Job: Reproduce every line of the listing word for word, leaving the pictures out of your answer.

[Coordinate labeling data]
--- START ---
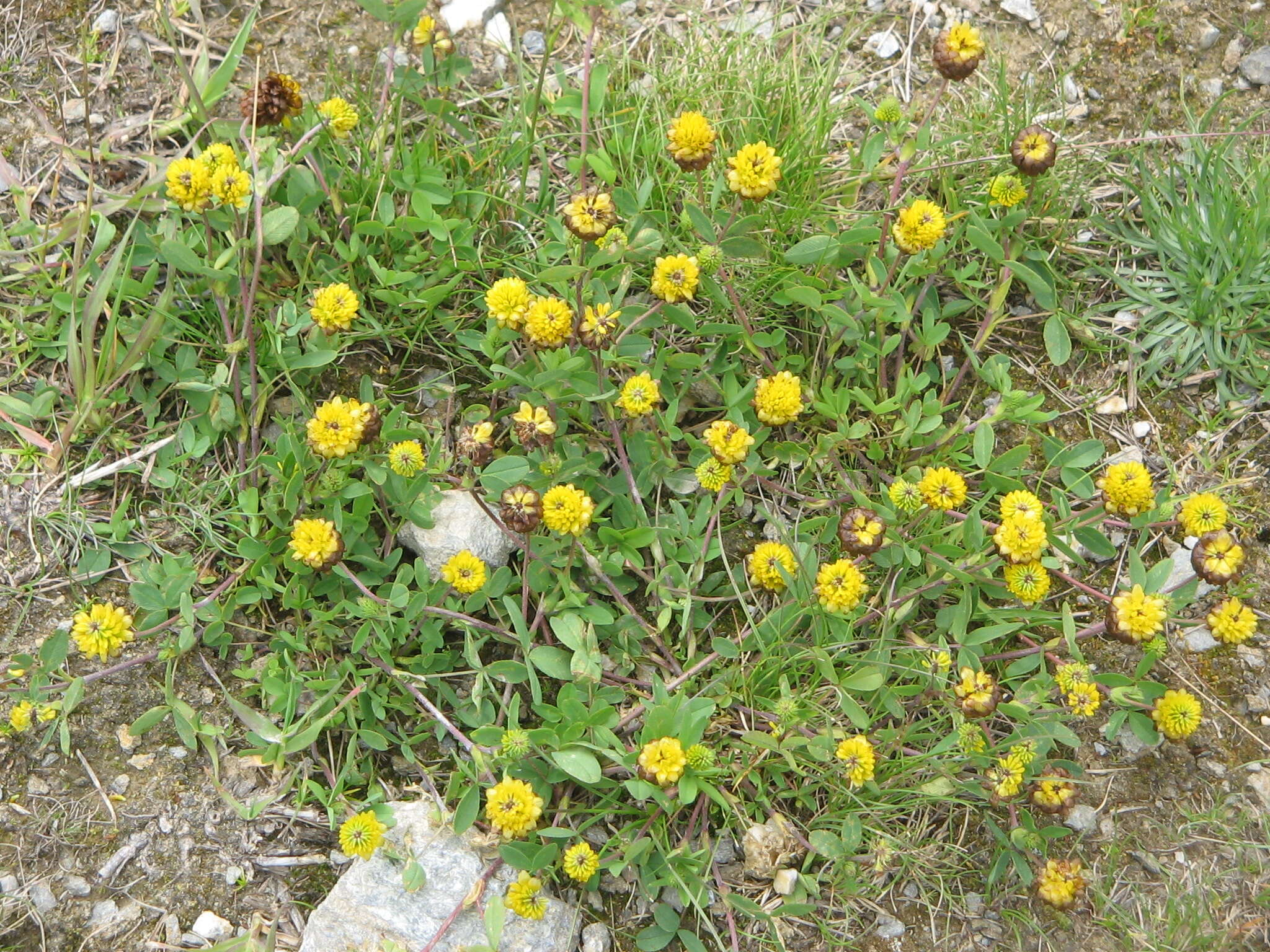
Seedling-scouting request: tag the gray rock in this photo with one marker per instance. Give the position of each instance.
(370, 903)
(883, 45)
(107, 22)
(596, 938)
(1255, 68)
(1023, 9)
(1199, 639)
(458, 523)
(888, 927)
(1082, 818)
(1260, 785)
(42, 897)
(211, 927)
(534, 43)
--- END ---
Solution to the exercise:
Seedling-scouting request: tag the gray rock in this photo with one marker per instance. Give the position of each instance.
(370, 903)
(883, 45)
(107, 22)
(596, 938)
(1255, 68)
(1023, 9)
(1199, 639)
(458, 523)
(888, 927)
(1082, 818)
(1260, 785)
(42, 897)
(211, 927)
(534, 43)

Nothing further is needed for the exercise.